◆ About this task:
Exactly reproduce each entry, leaving out nothing.

───── Recorded information ─────

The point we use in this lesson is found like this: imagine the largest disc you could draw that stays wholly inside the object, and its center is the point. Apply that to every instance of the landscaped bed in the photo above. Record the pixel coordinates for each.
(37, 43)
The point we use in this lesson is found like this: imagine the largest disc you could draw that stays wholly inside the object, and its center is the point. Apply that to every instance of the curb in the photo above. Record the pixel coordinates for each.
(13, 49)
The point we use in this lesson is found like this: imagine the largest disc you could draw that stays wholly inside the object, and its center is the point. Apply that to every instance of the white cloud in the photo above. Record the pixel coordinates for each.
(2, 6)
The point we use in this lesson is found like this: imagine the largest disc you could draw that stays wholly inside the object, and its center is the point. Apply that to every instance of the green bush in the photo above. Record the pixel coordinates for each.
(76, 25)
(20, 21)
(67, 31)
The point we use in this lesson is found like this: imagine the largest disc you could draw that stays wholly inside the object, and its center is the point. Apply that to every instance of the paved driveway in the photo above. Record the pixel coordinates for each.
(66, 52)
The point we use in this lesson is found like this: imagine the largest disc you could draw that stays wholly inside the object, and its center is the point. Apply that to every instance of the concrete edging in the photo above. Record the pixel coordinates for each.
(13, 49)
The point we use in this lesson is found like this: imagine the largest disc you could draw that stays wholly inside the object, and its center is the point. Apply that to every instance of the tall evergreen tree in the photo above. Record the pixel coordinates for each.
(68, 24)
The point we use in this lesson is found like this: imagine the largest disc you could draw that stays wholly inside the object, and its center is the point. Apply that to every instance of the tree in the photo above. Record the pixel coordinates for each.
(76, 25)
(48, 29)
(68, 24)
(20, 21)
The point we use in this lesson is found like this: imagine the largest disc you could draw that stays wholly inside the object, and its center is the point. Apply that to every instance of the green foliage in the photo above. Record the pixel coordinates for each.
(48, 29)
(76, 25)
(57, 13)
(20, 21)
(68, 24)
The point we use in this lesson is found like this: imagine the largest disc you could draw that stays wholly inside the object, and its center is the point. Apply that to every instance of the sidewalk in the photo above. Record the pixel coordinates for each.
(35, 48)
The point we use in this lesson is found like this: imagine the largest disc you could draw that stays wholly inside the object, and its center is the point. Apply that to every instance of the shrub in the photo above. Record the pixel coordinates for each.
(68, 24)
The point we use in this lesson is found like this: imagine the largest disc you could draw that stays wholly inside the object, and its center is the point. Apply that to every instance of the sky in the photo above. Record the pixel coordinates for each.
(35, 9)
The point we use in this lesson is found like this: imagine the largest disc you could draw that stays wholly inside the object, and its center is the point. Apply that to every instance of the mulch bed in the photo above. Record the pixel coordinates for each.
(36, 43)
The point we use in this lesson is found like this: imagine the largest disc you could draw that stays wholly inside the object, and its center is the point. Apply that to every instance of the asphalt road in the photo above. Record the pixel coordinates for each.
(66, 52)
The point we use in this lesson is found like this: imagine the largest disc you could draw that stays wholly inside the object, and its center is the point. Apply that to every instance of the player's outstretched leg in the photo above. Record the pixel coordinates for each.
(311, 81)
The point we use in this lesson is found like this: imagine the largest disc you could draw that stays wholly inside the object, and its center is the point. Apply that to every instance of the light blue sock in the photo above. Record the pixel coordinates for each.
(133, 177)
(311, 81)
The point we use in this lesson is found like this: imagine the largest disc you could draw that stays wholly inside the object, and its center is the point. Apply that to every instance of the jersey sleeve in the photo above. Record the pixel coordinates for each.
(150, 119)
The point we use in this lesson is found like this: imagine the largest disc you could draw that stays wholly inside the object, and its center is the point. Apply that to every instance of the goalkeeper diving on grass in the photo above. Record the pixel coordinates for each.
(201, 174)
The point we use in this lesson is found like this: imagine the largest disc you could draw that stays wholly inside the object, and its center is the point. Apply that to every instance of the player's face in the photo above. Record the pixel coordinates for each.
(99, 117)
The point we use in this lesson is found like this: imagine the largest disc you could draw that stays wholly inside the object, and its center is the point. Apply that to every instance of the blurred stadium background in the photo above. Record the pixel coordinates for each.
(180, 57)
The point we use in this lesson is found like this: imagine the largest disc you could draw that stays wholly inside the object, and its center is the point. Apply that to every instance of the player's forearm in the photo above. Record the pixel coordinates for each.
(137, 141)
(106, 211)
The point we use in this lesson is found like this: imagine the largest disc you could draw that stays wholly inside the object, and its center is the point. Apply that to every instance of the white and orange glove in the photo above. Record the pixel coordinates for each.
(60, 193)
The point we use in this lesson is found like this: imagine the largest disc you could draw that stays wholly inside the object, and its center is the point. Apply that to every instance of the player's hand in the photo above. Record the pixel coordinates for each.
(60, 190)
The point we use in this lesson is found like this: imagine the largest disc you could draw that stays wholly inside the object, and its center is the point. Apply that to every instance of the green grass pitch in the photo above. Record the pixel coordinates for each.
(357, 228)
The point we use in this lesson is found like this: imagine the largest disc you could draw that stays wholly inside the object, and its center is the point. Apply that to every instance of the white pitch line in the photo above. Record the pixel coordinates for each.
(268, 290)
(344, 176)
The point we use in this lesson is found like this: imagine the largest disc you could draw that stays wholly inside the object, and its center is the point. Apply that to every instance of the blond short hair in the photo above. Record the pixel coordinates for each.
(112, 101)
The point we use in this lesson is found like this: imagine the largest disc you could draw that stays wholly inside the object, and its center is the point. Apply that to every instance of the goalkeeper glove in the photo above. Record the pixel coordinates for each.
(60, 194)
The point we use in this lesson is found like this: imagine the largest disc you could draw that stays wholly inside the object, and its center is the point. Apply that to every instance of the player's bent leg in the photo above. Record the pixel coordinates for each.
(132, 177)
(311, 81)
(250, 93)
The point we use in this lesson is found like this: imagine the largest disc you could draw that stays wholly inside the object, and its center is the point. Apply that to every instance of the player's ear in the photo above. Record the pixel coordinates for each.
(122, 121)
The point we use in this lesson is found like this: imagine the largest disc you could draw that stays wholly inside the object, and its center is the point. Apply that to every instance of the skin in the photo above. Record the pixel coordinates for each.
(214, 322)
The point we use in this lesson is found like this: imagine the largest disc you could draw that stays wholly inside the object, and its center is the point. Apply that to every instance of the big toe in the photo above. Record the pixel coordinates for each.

─────

◆ Response box:
The point we use in this lesson is found like this: imagine the largest disc you could draw that stays wholly inside the object, and its center is the point. Apply that to every instance of the landscaped bed in the photo above. Record the pixel coordinates for each.
(37, 43)
The point we use in this lesson is found like this: imagine the largest disc you could draw that stays wholly inside the object, and its center is the point. Apply that to every instance of the curb in the photo above. Record the pixel coordinates for each.
(13, 49)
The point we use in this lesson is found like this: imagine the largest disc you could draw that stays wholly inside the object, and its center is the point. Apply that to every instance of the white cloud in the photo above. Record the pixel coordinates for each.
(2, 6)
The point we use in this lesson is found like this: imagine the largest disc you could draw that stays wholly inside the object, and its center is the point. Apply that to every instance of the green bush in the photo above. Record the pixel coordinates for each.
(76, 25)
(20, 21)
(67, 31)
The point we use in this lesson is found like this: imagine the largest disc you could draw that stays wholly inside the object, and its center is the point. Apply that to every instance of the paved driveway in the photo above. Record the pixel coordinates for each.
(66, 52)
The point we use in this lesson is found like this: imagine the largest disc you could draw that stays wholly inside the object, and its center is the point. Apply that to every instance of the concrete edging in the photo above. Record the pixel coordinates for each.
(13, 49)
The point we use in this lesson is found like this: imagine the largest disc you could draw that stays wholly inside the object, and its center is the point. Apply that to every instance of the tall evergreen tree in the photo above. Record the pixel coordinates for each.
(68, 24)
The point we use in this lesson is found like this: imagine the largest disc you could draw that stays wholly inside the object, and its center is the point. Apply that to every instance of the tree in the photo above. Record the pixel coordinates for each.
(76, 25)
(48, 29)
(68, 24)
(20, 21)
The point we use in this lesson is found like this: imagine the largest disc you could draw that stays wholly inside the object, and its center is the point. Apply that to every instance of the green foliage in the photo above. Record the pixel coordinates for each.
(48, 29)
(76, 25)
(57, 13)
(20, 21)
(68, 24)
The point we use in this lesson is found like this: imagine the largest disc you could draw that stays wholly inside the object, and its center is the point. Apply that to every instance of the sidewalk in the photo above. Record the pixel coordinates for each.
(35, 48)
The point we use in this lesson is found like this: imagine the largest disc you could draw that stays wholly inside the object, and its center is the point. Apply that to every instance of the shrub in the photo above. Record the pixel coordinates for each.
(68, 24)
The point we use in this lesson is found like this: imagine the largest disc you could draw that stays wholly inside the object, and its center is the point. Apply that to every instance of the sky in the photo above. Record the pixel coordinates for each.
(35, 9)
The point we use in this lesson is found like this: imagine the largest disc you could draw that stays wholly inside the object, and its center is the point. Apply that to every instance of the mulch bed in the photo above. Record the pixel coordinates for each.
(36, 43)
The point we use in this lesson is found like this: imagine the largest disc you could draw that stays wholly inside the object, and its center is the point. Apply that to every instance of the asphalt road in the photo above. Record the pixel coordinates for each.
(66, 52)
The point we use in this lesson is found like this: imagine the largest disc you could draw that stays wholly inside the object, and its center is the point. Apply that to every instance of the player's outstretched leg in the photo above. Record the pixel coordinates for each.
(311, 81)
The point we use in this lesson is found like this: imagine the largest disc you could draw that stays wholly inside the object, and its center is the point. Apply that to every instance of the light blue sock in the photo above. Record the pixel coordinates for each.
(133, 177)
(311, 81)
The point we use in this lesson is found like this: imagine the largest disc you could draw that stays wholly inside the object, and its center is the point. Apply that to every instance of the jersey sleeve in the photo above. Record the pixel coordinates for each.
(150, 119)
The point we use in this lesson is found like this: imagine the largest disc you could draw that stays wholly inside the object, and its center is the point. Apply that to every instance of the goalkeeper diving on grass in the photo above. Record the pixel coordinates for each.
(201, 174)
The point we use in this lesson is found like this: imagine the largest disc you could draw that stays wholly inside the object, and its center is the point. Apply that to every instance of the player's face in the photo above. Record the pixel coordinates for each.
(99, 117)
The point we use in this lesson is found like this: imagine the largest disc you could draw that stays wholly inside the object, and its center is the point. Apply that to every instance of the blurred stadium background in the photo above. Record the pixel coordinates for each.
(180, 57)
The point we use in this lesson is found like this: imagine the largest disc you could draw that stays wholly inside the object, and its center is the point. Apply that to every instance of the player's forearm in the photo above. Record the pixel coordinates for each.
(137, 141)
(106, 211)
The point we use in this lesson is found like this: imagine the largest disc you could draw that stays wholly inside the object, and its center is the point. Apply that to every instance of the white and orange glove in the photo above. Record the pixel coordinates for each.
(60, 193)
The point we use in this lesson is found like this: imagine the largest disc you could draw that stays wholly inside the object, and its center is the point. Apply that to every instance of the player's hand in the photo above. Record the pixel coordinates for each.
(60, 190)
The point we use in this lesson is found like this: imagine the largest disc you could draw that stays wholly inside the object, and its center is the point. Apply that to every instance of the green grass pitch in the photo above. Record the pixel coordinates for each.
(357, 228)
The point we use in this lesson is found like this: imagine the largest disc you could draw that stays wholly inside the object, and its center is the point. Apply that to every instance of the white pitch line in the photo above. Record the pixel coordinates for each.
(268, 290)
(344, 176)
The point we use in this lesson is found like this: imagine the largest disc you could draw that stays wholly inside the object, and its center is the point. Apply that to every instance of the blond short hair in the photo above. Record the pixel coordinates for each.
(112, 101)
The point we use in this lesson is found like this: imagine the largest disc you could draw that stays wholly inside the object, and its center is the point. Apply that to every instance of the goalkeeper glove in the photo above. Record the pixel coordinates for each.
(60, 194)
The point we use in this lesson is found like this: imagine the largest disc you could draw that stays wholly inside the object, and its center is the point. Apply that to every instance of the player's bent leg in the photo above. Record the pixel coordinates for each.
(132, 177)
(311, 81)
(250, 93)
The point we use in this lesson is found like this: imagine the largest disc you could draw that stays wholly inside the object, and its center is the point. Apply that to every instance of the player's ear in the photo above. Record the pixel coordinates for each.
(122, 121)
The point we use in this lesson is found like this: imagine the largest disc you could draw that stays wholly inside the object, and its center is the point. Apply that to every instance of the skin in the photo above. Record the pixel coordinates for each.
(214, 322)
The point we use in this lesson is found like this: imagine the largest disc you could draw that stays wholly inside the object, and its center is the point. Apply that to every instance of the big toe in the photo above. Record the pixel coordinates for each.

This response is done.